| THE PROBLEM |
What lines below hold the string "instance"? Copy them all.
*** Opening LISTED ENTRIES ***
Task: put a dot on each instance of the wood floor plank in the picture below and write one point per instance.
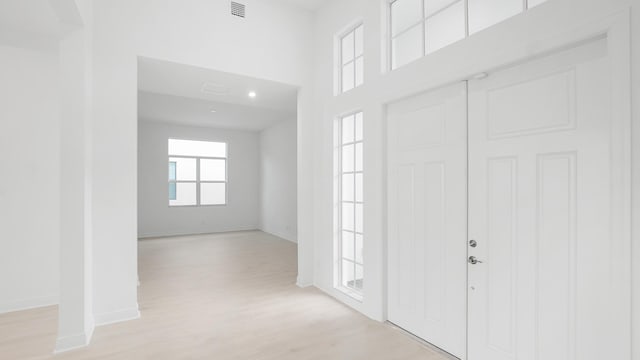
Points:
(221, 296)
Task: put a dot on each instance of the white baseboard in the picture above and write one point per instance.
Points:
(302, 284)
(281, 236)
(73, 342)
(117, 316)
(27, 304)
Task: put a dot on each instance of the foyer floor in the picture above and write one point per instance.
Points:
(222, 296)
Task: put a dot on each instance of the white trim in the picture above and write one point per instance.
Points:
(303, 284)
(73, 342)
(117, 316)
(28, 304)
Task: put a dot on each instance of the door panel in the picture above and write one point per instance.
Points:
*** Closing LISTED ENTRIES ***
| WRITTEN SOLUTION |
Task: put a dot on each instance of the wood floor plank in the picture below and write one point per instance.
Task: put a dot on each instance of the white baseboard in the picture above and write one point per instance.
Task: put a dot on each instance of the foyer floor in the picture above and write one point per instance.
Task: put a dot on each instance of the white trim in the picture above and write one point per instance.
Task: put a dot on each instance of the door panel in the picture above and write one point per instance.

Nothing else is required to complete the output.